## Directions for this task
Set down each record exactly. Omit the pictures.

-- Extracted information follows --

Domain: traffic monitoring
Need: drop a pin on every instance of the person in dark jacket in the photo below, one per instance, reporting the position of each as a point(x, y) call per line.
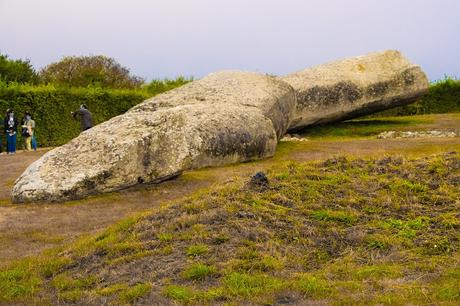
point(86, 118)
point(11, 128)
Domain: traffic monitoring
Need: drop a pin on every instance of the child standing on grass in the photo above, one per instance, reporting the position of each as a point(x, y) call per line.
point(28, 127)
point(11, 127)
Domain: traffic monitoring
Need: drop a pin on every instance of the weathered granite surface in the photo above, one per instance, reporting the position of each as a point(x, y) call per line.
point(354, 87)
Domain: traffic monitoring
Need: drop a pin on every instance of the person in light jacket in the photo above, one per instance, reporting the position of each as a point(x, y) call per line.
point(11, 128)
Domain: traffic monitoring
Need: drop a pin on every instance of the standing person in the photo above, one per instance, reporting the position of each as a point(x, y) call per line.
point(11, 127)
point(28, 127)
point(86, 118)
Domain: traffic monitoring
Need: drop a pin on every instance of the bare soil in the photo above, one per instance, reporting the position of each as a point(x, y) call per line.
point(28, 229)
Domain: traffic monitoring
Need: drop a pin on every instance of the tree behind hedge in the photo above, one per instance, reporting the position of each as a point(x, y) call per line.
point(20, 71)
point(83, 71)
point(51, 107)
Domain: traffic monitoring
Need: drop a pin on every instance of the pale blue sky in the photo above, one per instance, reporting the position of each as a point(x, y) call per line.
point(166, 38)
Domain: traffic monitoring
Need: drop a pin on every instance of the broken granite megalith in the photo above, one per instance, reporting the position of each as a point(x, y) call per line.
point(355, 87)
point(226, 117)
point(223, 118)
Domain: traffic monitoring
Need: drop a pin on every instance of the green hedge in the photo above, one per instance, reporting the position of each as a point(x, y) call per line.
point(51, 107)
point(443, 97)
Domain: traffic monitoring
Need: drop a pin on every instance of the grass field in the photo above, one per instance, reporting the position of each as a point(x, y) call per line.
point(342, 221)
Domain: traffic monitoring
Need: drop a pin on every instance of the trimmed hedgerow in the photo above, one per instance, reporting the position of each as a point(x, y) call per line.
point(51, 107)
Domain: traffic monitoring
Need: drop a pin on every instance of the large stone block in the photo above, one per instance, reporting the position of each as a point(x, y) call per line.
point(355, 87)
point(224, 118)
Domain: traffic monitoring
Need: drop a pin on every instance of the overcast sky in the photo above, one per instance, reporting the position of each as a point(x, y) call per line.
point(167, 38)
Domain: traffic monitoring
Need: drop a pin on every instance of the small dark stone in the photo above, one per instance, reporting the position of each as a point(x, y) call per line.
point(248, 215)
point(259, 179)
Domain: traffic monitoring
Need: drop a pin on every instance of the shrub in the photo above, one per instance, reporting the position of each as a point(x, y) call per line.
point(51, 106)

-- Extracted information concluded --

## Completed task
Domain: traffic monitoring
Need: drop a pin on every instance of the person in dark jacket in the photo below, one per instance, reporting the position of each as a point(x, y) call per line.
point(86, 118)
point(11, 128)
Domain: traffic monitoring
Need: drop a pin on every instance of the child standing on grass in the photo above, one per instance, reporting the position of each as a point(x, y) call per line.
point(28, 127)
point(11, 127)
Domain: traffic monitoring
Need: drop a pin on every instance of the weathered granite surface in the photo above, one per instance, reporting the position of each as a point(x, y) call per line.
point(354, 87)
Domain: traffic monitoring
Need: drop a pin on every instance of the person in light jacket in the photo above, one per instance, reporting the position of each as a point(x, y) call per line.
point(11, 128)
Domain: traffic monitoring
Need: drop a pin on every instance of the standing person in the photo above, one per instance, reporting the position of each as a point(x, y) call per line.
point(11, 127)
point(28, 127)
point(86, 118)
Domain: traffic monitoring
Need: drop a pin on every instance of the bare soil in the photo above, one per instance, reporting the position of each as a point(x, y) call per line.
point(28, 229)
Domain: traffic monitoring
Need: drop a pin on every instance of the tree behind hedge in the photo above, one per instance, reporting the position of each as a point(x, y) call per line.
point(20, 71)
point(83, 71)
point(51, 107)
Domain: traffic monitoring
Need: drop a pin on every instance of the pale blue sky in the photo above, one per instance, reporting the position of each as a point(x, y) call per line.
point(166, 38)
Domain: traffic monitoring
Need: drop a pin on every instance of the broken granite megalith in the photo above, one per instance, reporting the position of each as a point(x, y) call per line.
point(355, 87)
point(226, 117)
point(223, 118)
Domain: traffic monitoring
Need: drop a pin on every instance of the green hedge in the photo above, one per instance, reporting the position of each as a point(x, y) call per line.
point(51, 107)
point(443, 97)
Domain: traffic monitoring
Need: drop a pin on every instance of the grass field in the photo above, one per instance, reporting the position of each as a point(x, y) call per line.
point(342, 221)
Domain: traffic monitoring
Need: drop a pin on every instance of the trimmed hedgerow in the photo above, one per instance, reporting the position of each as a point(x, y) call per line.
point(51, 107)
Domain: traffic monitoring
Need: drop a pin on every instance of the large stone block in the photo above, one per instance, reporting the position of each as a point(x, y) call per line.
point(355, 87)
point(224, 118)
Domain: traffic monitoring
Need: drop a pin on every instance of the overcast sky in the photo above, one per instance, reporting the position of each as a point(x, y) call per line.
point(167, 38)
Domain: traffic monitoring
Need: drop a pin on every instance of the small dark stone in the photo above, one per instance, reporting the position of each as a point(x, y) call per line.
point(248, 215)
point(259, 179)
Domain: traffic monitoring
Need: drop a pin on every instance of the shrub in the photo above, one per instance, reporting the position of each as a point(x, y) call per line.
point(51, 106)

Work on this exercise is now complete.